- _HOW TO COMPLETE THIS TASK_
Check each line of the records for "instance"; collect those that have it.

(Stored data entries)

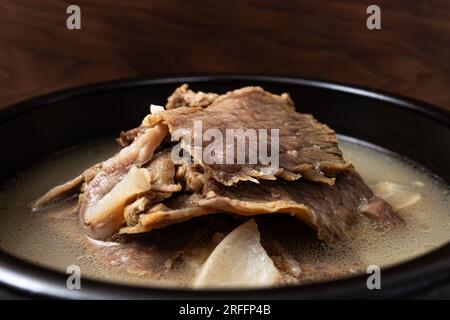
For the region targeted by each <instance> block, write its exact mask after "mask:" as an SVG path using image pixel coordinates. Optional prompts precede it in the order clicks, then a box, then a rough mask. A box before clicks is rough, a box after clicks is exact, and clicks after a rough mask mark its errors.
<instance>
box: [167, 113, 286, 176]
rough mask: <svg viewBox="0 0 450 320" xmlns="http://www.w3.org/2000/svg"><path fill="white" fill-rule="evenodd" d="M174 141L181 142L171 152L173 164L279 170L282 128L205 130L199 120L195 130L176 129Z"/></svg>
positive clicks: (199, 120)
mask: <svg viewBox="0 0 450 320" xmlns="http://www.w3.org/2000/svg"><path fill="white" fill-rule="evenodd" d="M172 141H179V143H178V145H177V146H175V147H174V148H173V149H172V161H173V162H174V163H192V162H193V163H206V164H208V165H211V164H261V165H269V166H270V167H271V168H278V167H279V150H280V130H279V129H266V128H263V129H246V130H244V129H235V128H228V129H218V128H208V129H206V130H205V131H203V122H202V121H201V120H196V121H194V126H193V130H188V129H185V128H181V129H177V130H174V132H172ZM269 149H270V150H269ZM191 156H192V157H191Z"/></svg>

- _TASK RESPONSE_
For the region targeted by each <instance> block, write its exact mask after "mask:" as an SVG path using image pixel coordinates. Optional prompts precede it in the order clicks, then a box, then a rough mask. A box before clicks is rough, a box after clicks is exact, and clicks after a rough mask mark its errors.
<instance>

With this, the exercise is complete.